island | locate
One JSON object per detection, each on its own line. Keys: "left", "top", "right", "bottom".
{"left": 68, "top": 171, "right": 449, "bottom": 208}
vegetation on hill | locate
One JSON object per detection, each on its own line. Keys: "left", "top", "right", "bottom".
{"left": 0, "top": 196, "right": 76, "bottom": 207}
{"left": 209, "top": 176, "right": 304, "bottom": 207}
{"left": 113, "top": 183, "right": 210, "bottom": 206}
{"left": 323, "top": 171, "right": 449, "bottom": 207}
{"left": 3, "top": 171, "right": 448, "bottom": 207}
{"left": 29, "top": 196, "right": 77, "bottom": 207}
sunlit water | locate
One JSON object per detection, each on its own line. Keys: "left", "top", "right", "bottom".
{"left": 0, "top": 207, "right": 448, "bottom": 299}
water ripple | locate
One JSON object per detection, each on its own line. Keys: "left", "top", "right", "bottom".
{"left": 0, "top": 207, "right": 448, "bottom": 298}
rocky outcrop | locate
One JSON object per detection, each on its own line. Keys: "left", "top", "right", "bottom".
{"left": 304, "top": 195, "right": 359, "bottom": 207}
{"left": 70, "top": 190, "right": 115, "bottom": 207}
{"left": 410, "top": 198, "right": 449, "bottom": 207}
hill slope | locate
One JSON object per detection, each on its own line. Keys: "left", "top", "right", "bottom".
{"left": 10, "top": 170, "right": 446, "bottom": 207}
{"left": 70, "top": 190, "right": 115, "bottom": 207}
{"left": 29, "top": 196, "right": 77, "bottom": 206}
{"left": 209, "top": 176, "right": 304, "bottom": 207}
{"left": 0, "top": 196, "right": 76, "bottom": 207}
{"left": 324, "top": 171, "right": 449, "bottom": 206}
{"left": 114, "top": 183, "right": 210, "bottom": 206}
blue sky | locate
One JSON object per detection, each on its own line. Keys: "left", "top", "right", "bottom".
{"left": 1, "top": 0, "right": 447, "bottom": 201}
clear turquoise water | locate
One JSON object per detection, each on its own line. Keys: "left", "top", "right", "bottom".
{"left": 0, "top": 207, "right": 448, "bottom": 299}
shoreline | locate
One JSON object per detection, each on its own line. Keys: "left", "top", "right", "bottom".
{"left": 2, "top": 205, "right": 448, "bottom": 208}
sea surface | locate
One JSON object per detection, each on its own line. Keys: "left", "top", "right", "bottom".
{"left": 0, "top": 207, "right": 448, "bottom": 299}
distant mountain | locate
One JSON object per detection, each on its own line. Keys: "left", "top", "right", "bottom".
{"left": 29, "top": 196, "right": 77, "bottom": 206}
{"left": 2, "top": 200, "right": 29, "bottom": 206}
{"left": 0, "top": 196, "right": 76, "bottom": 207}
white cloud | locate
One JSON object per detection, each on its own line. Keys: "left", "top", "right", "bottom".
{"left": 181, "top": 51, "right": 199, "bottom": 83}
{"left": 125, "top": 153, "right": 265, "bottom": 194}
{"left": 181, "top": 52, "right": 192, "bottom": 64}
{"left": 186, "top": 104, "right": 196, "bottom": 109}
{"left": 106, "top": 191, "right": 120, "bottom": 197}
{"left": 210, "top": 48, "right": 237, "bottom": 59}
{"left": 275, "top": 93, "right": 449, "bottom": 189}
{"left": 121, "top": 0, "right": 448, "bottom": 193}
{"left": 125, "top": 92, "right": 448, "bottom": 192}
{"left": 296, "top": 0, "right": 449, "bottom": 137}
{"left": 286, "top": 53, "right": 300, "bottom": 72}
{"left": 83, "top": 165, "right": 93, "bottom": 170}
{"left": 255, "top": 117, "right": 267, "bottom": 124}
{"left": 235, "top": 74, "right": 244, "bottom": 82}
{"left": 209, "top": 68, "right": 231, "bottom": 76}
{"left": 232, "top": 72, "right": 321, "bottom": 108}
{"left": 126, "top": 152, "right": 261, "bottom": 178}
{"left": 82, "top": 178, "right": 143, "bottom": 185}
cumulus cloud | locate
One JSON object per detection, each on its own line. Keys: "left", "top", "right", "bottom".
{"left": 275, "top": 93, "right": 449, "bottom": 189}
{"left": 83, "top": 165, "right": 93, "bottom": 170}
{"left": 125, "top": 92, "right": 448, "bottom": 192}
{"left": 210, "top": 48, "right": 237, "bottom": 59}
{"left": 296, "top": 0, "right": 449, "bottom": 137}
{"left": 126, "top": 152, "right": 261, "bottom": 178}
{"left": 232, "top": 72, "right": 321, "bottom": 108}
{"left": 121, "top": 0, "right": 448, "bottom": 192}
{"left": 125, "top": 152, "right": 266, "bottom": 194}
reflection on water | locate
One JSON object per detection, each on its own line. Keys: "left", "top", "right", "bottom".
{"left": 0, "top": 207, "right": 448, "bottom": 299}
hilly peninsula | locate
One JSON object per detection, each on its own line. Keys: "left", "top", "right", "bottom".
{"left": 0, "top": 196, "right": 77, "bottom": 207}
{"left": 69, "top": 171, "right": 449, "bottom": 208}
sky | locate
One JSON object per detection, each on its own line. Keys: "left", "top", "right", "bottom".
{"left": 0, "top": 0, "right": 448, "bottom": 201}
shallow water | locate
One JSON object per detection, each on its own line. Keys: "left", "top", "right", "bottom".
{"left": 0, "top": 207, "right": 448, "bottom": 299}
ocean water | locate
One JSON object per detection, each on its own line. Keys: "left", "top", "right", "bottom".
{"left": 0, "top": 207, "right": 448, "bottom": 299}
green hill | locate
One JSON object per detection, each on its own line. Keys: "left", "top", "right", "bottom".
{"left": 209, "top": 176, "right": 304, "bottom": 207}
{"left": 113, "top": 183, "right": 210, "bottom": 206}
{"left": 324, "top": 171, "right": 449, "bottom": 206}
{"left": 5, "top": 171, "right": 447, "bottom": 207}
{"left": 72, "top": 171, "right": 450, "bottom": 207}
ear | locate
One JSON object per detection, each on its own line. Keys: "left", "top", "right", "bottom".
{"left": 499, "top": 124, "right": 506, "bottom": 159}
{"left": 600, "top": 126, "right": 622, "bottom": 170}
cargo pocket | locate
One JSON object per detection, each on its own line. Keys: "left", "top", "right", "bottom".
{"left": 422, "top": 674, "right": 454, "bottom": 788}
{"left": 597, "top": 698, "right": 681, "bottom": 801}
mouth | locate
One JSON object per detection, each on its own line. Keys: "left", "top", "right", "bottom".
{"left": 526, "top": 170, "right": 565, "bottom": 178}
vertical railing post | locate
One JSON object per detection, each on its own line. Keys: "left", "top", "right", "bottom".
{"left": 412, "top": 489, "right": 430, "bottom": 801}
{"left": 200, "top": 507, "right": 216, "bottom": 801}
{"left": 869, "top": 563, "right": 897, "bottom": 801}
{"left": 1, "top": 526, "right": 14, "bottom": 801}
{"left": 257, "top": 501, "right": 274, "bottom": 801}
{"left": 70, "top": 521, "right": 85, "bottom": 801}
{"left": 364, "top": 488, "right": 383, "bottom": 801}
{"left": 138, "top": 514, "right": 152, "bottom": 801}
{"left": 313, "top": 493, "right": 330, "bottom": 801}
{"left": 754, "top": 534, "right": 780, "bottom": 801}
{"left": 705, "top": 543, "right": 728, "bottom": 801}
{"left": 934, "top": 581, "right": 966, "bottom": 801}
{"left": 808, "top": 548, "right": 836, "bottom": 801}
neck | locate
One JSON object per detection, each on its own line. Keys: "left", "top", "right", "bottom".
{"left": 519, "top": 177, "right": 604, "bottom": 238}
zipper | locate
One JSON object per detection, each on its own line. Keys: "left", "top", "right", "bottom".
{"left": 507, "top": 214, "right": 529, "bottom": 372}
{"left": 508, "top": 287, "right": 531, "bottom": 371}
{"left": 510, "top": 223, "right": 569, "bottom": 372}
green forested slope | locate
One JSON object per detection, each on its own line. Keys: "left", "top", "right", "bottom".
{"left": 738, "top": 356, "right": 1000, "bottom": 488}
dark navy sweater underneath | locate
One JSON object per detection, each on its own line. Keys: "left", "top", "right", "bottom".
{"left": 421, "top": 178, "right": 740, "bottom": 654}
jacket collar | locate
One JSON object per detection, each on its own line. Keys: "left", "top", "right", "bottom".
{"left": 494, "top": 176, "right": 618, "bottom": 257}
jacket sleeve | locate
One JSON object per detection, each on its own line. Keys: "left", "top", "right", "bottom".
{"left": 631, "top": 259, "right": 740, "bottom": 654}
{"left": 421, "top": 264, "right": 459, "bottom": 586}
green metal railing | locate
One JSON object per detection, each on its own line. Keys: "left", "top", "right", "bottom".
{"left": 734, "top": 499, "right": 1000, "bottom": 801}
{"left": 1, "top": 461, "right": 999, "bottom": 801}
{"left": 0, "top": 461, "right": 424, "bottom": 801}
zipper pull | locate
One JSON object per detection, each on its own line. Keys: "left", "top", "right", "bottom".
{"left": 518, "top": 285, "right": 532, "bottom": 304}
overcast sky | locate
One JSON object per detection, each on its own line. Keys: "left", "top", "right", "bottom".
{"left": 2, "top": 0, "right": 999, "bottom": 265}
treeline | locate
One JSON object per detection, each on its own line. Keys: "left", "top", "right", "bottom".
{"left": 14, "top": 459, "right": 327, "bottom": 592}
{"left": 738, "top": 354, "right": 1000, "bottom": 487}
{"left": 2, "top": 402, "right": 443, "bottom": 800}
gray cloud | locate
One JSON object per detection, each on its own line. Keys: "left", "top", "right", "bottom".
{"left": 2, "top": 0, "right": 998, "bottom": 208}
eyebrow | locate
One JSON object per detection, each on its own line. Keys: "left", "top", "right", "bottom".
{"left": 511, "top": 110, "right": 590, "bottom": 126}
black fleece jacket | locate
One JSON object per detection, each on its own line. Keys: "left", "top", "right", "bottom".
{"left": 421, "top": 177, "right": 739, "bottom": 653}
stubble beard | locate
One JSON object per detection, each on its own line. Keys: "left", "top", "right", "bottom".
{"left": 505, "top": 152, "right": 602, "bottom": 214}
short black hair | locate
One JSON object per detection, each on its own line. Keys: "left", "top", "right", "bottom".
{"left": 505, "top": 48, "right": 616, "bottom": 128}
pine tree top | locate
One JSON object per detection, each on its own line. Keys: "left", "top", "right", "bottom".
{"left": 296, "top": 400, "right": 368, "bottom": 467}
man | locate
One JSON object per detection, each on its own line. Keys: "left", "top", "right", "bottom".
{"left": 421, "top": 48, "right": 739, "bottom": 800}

■ **Problem description**: Once you find the line with "shoreline | locate" in the entries above, output it and each line after it up to and including the line with "white cloud | locate", and nothing else.

■ **Final answer**:
shoreline | locate
One JSON object per detection, each on its own line. Keys: "left", "top", "right", "bottom".
{"left": 2, "top": 205, "right": 448, "bottom": 208}
sea surface | locate
One JSON object per detection, each on its own line. Keys: "left", "top", "right", "bottom".
{"left": 0, "top": 207, "right": 448, "bottom": 299}
distant mountain | locate
One JSON object per detection, each on its own line. Keys: "left", "top", "right", "bottom".
{"left": 29, "top": 196, "right": 77, "bottom": 206}
{"left": 2, "top": 200, "right": 29, "bottom": 206}
{"left": 0, "top": 196, "right": 76, "bottom": 207}
white cloud | locate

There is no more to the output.